→ PROBLEM REQUIREMENTS
Please rewrite all of the entries with every "keypoint" changed to "marker" and everything else kept the same. Leave the pictures out of your answer.

(Entries for pointing at labeled objects)

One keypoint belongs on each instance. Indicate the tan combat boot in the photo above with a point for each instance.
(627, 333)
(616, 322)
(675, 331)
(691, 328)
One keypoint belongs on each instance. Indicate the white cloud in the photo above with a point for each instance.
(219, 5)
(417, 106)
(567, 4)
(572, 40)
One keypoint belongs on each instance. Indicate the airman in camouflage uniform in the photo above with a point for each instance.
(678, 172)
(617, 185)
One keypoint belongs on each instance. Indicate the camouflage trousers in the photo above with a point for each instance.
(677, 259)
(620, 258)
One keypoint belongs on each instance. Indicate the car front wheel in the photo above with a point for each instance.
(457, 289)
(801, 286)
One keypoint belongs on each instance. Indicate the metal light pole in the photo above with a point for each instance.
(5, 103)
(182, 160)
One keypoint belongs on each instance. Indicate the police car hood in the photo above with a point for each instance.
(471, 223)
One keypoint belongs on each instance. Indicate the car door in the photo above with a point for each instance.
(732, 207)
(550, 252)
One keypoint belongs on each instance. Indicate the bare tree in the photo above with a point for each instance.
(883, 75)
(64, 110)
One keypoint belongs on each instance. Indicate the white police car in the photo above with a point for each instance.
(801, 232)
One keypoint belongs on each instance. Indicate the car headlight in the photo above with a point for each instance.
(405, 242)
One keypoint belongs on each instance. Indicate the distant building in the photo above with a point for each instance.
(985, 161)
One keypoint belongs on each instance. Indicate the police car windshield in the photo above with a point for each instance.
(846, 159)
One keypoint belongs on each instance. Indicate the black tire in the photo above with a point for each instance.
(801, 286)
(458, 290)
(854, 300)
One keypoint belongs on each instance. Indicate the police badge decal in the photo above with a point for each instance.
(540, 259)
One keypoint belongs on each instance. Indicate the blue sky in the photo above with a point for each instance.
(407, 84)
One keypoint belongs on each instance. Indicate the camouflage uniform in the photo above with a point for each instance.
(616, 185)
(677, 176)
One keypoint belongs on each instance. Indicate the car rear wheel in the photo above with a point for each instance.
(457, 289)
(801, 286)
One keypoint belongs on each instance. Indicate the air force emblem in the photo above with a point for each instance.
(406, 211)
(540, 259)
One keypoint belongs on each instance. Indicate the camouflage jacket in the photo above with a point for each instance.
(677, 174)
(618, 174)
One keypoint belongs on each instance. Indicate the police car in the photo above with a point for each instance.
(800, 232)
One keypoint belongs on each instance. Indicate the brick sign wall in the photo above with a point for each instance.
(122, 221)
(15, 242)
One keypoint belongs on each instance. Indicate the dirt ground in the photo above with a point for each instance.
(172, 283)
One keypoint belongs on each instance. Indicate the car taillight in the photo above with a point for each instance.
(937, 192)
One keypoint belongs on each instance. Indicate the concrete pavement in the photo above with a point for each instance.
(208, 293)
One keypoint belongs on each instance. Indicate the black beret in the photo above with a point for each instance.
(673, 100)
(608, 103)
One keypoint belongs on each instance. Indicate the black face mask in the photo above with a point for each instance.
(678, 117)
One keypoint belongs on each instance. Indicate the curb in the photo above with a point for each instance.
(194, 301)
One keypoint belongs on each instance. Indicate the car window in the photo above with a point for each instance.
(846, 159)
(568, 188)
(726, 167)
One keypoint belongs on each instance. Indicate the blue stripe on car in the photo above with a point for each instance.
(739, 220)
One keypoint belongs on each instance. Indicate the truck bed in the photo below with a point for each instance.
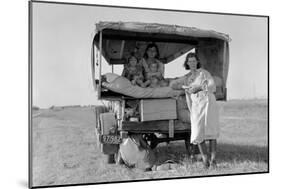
(154, 126)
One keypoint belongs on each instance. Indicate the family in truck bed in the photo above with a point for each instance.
(198, 86)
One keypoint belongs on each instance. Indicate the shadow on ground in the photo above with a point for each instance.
(225, 153)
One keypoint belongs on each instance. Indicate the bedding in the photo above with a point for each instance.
(119, 84)
(122, 85)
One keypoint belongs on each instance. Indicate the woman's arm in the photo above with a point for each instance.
(161, 68)
(208, 83)
(178, 83)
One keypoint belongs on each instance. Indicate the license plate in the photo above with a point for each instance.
(110, 139)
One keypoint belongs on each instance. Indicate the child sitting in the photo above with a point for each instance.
(134, 72)
(154, 78)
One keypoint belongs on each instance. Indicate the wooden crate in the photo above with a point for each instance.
(158, 109)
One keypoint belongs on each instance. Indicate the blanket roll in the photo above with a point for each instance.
(122, 85)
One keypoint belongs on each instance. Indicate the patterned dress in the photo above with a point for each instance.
(202, 105)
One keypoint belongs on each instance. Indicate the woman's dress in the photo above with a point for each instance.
(203, 108)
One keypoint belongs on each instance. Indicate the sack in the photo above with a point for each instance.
(136, 153)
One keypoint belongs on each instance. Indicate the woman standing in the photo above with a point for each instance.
(199, 87)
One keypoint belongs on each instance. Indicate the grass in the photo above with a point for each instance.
(65, 149)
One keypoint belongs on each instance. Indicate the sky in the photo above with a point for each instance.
(62, 36)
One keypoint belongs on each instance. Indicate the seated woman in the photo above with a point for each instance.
(133, 71)
(154, 79)
(152, 65)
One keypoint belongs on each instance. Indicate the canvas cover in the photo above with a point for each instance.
(121, 38)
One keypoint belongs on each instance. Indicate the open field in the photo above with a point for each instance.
(65, 149)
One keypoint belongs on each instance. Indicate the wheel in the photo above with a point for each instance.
(97, 111)
(151, 140)
(118, 158)
(110, 158)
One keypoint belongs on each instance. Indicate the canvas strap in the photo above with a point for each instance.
(171, 128)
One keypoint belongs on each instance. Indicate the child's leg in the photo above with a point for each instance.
(203, 151)
(213, 150)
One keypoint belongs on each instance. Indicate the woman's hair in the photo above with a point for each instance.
(132, 55)
(191, 55)
(149, 46)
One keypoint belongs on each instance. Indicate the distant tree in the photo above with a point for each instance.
(35, 108)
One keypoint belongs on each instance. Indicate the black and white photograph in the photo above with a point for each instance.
(122, 94)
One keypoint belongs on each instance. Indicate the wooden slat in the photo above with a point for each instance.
(154, 126)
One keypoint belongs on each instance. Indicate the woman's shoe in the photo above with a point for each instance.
(213, 164)
(206, 163)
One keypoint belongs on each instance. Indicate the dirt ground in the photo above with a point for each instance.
(64, 149)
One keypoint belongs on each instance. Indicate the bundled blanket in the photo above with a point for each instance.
(122, 85)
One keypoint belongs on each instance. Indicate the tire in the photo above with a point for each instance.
(110, 159)
(151, 140)
(118, 158)
(108, 125)
(97, 111)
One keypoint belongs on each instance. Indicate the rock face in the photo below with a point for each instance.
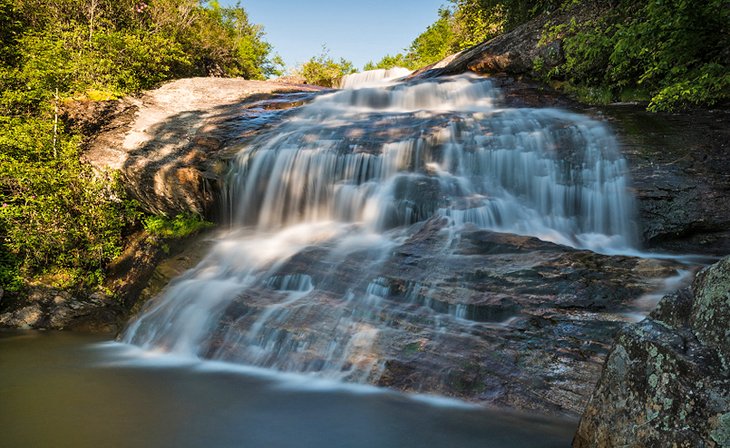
(534, 320)
(47, 308)
(666, 381)
(168, 144)
(680, 165)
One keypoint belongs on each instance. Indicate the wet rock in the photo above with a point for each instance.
(169, 143)
(666, 381)
(498, 319)
(47, 308)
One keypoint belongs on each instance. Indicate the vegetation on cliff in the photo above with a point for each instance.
(671, 53)
(323, 70)
(58, 218)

→ RESULT OF THIS TASK
One marker belongs on each instance. Indicate the tan combat boot in the photo above with a point for each instance.
(627, 333)
(616, 322)
(675, 331)
(691, 328)
One marker belongs on each instance. Indicate the white cloud in the photo above with a point for each instance.
(219, 5)
(417, 106)
(567, 4)
(572, 40)
One marker belongs on each instance. Indicate the airman in camouflage uniform in the photo above with a point for each instance.
(678, 172)
(617, 185)
One marker belongs on each instance. Indicate the camouflage trousers in the photo above with a point for each instance.
(677, 259)
(620, 258)
One marker belongs on each instance. Indicate the car front wheel in the photo above with a point for each instance.
(457, 289)
(801, 286)
One marker belongs on each instance. Indicate the metal light pole in the photo above with a point for each instance.
(5, 103)
(182, 160)
One marker belongs on each instance. Indicate the police car hood in the photo above with a point for each instance.
(471, 223)
One marker belongs on each instance. Indicate the car door in the photo above with a point for each instance.
(732, 207)
(550, 252)
One marker belongs on each instance. Indicate the bare tree in the photo above with a point for each instance.
(883, 75)
(64, 110)
One marker belongs on each instance. Indicate the white police car in the photo above with a point for each instance.
(801, 232)
One marker belongs on each instance. Indicate the car headlight in the photo above with a point for each instance.
(405, 242)
One marker belongs on each instance. Indicate the distant building in the photo above with a point for each instance.
(985, 161)
One marker belongs on each instance. Indicate the police car windshield in the photo above with a point for each instance.
(846, 159)
One marker belongs on each instance. Indicate the black tire in the photo above with a point for each instance.
(801, 286)
(458, 290)
(854, 300)
One marker belongs on each instance. Indicate the police badge decal in the photo above with a point for each instance.
(540, 259)
One marker belongs on each instance. Indicate the blue sky in the photo above with a point for each instance.
(407, 84)
One marker belongs on each instance. Indicate the camouflage uniform in the photo above with a point for each instance.
(616, 185)
(677, 176)
One marker belongs on each instance. Indicate the car rear wheel in the photo above with a point for each instance.
(457, 289)
(801, 286)
One marker belongs on each instance. Indicate the air force emblem in the photo above with a point for each instance.
(406, 211)
(540, 259)
One marker belongs on each instance. Indicate the camouflage jacket in the photo above with a point for each instance.
(677, 174)
(618, 174)
One marker belongs on each instance. Indicate the police car in the photo above with a point for each instance.
(800, 232)
One marker belongs on each instance. Indicate the brick sign wall in the photo above with a point for each instance.
(122, 221)
(15, 242)
One marker belongs on each instance. Indicate the dirt ground in the photo above with a point for each instance.
(172, 283)
One marker belongs on each instance. Indicate the car taillight in the photo above with a point for each instance.
(937, 192)
One marker belongs on each instance. Indicate the concrete pavement in the photo above with a point for each instance.
(208, 293)
One marker belongs on each instance. Indicate the black beret in the photo above with a point for each instance.
(673, 100)
(608, 103)
One marker belongs on each instance. Indicate the black face mask in the photo above with a point for each instance.
(678, 117)
One marker belongs on each instance. Indicate the curb in the photo above with a point for each instance.
(194, 301)
One marker belongs on each instance. Indicate the car window in the photo above with a point for each instance.
(846, 159)
(568, 188)
(726, 167)
One marker belongs on each instance. Indicate the blue stripe on car in the photo above with a point for each instance.
(739, 220)
One marker belongs on each instance. Indicate the truck bed in the photo below with a point for each instance.
(154, 126)
One marker belongs on each instance. Indicate the family in truck bed in the photo above with a point for each instance.
(198, 86)
One marker belongs on each instance. Indicate the shadow on ground in the photo above with a point for each instance.
(225, 153)
One marker belongs on each instance. Indicate the bedding in the photo above with a point for each instance.
(119, 84)
(122, 85)
One marker belongs on each instance. Indicate the woman's arm in the photo above with a point for each instance.
(161, 68)
(208, 83)
(178, 83)
One marker belongs on each instance. Indicate the license plate in the photo above with a point for each instance.
(110, 139)
One marker belongs on each instance. Indicate the child sitting in the photo above with a point for each instance.
(134, 72)
(154, 78)
One marker belongs on each instance. Indicate the wooden crate in the photo above with a point for each instance.
(158, 109)
One marker belongs on each instance. Indicate the blanket roll in the photo above with a point for each instance.
(122, 85)
One marker belongs on each instance. Indicate the patterned dress in the photo above with a point for each instance.
(202, 105)
One marker belongs on each instance. Indicate the woman's dress in the photo above with a point for each instance.
(203, 108)
One marker belongs on each instance. Indicate the sack in the photo above with a point for each instance.
(136, 153)
One marker belongs on each instance. Indicate the woman standing in the photo above with a point for each instance.
(199, 87)
One marker belongs on each instance. Indicate the grass in the photo above with a point for each instance.
(65, 149)
One marker belongs on each instance. Indicate the sky in the photo above with a point for each instance.
(62, 36)
One marker belongs on each instance. Indicate the seated woman in the photo above with a point for each instance.
(133, 71)
(154, 79)
(152, 65)
One marker belongs on each instance. Indicate the canvas cover in the photo above with a point for each instance.
(121, 38)
One marker belongs on each instance. Indicate the open field in the photo above with a point for each instance.
(65, 149)
One marker belongs on each instance. Indicate the wheel in the photo above with a point for each instance.
(97, 111)
(151, 140)
(118, 158)
(110, 158)
One marker belongs on each instance. Indicate the canvas strap in the photo above with a point for each instance.
(171, 128)
One marker belongs on each instance. Indicate the child's leg in the photo above with a point for each instance.
(203, 151)
(213, 150)
One marker belongs on each instance. Indicate the woman's hair in the photo above with a point for each instance.
(132, 55)
(191, 55)
(149, 46)
One marker belongs on each instance. Indicate the distant tree in the photo above with a point for each instance.
(35, 108)
One marker belongs on each instance. Indicate the black and white photograph in the photo above with a point for each instance.
(122, 94)
One marker belongs on each instance. Indicate the wooden slat in the photo above with a point for each instance.
(154, 126)
One marker belongs on each instance. Indicate the woman's shoe in the photo above with a point for each instance.
(213, 164)
(206, 163)
One marker belongs on each instance. Indicate the dirt ground in the photo above with a point for each instance.
(64, 149)
One marker belongs on each instance. Indicate the bundled blanket in the photo above with a point for each instance.
(122, 85)
One marker belongs on each instance. Indicate the tire in the photo above with a point for each instance.
(110, 159)
(151, 140)
(118, 158)
(108, 125)
(97, 111)
One marker belongs on each instance. Indicate the rock face in the photo below with a point for each instance.
(534, 320)
(47, 308)
(666, 381)
(168, 144)
(680, 165)
One marker belongs on each instance. Indicate the wet rock in the photo above with a point for each instance.
(169, 143)
(666, 381)
(498, 319)
(47, 308)
One marker belongs on each instance. Indicate the vegetation on cliff in the photo above with a point for each instance.
(671, 53)
(323, 70)
(58, 218)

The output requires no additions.